> EXERCISE GOAL: Revise the material below by substituting "utility pole" for "metal pole" and leaving everything else unaltered. Omit the pictures from your answer.

> RECORDS SHOWN:
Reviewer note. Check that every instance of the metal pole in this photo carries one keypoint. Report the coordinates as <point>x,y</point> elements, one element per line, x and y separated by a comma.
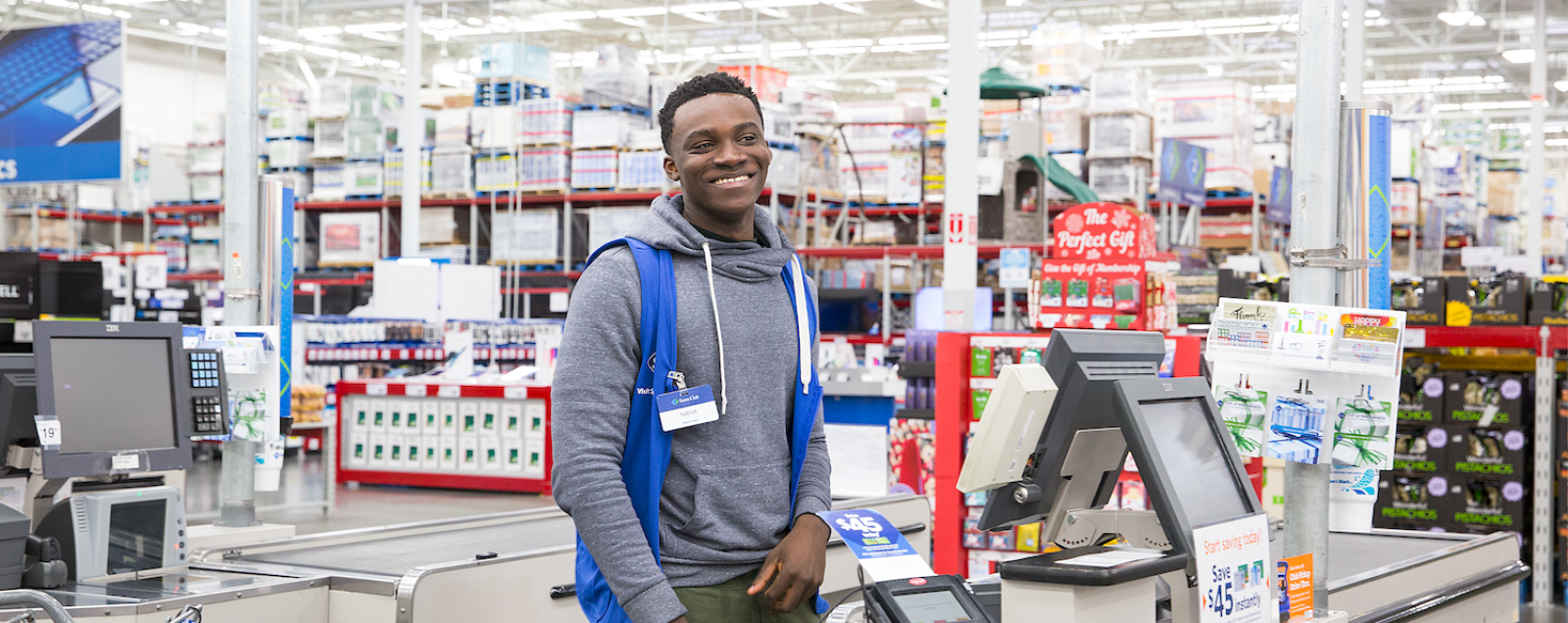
<point>412,135</point>
<point>961,154</point>
<point>1316,175</point>
<point>1544,365</point>
<point>240,225</point>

> RESPONSE FOR THIS EXERCISE:
Reviewer note. Check that every instance of the utility pole in this photo carries one keypoint. Report the coordinates as <point>x,y</point> elements, one element per line, x and y separated by a comma.
<point>412,135</point>
<point>961,154</point>
<point>1316,175</point>
<point>1544,365</point>
<point>240,225</point>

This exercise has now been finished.